> **Point-per-instance localization data**
++++++++
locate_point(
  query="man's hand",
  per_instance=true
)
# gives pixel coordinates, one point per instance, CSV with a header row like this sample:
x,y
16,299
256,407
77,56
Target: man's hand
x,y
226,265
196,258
++++++++
> **What is required**
Could you write out all the entries word for word?

> **Result**
locate_point(
  query="man's hand",
  per_instance=true
)
# gives pixel coordinates, one point per instance, CSV with a header row like this sample:
x,y
16,299
256,407
77,56
Target: man's hand
x,y
226,265
196,258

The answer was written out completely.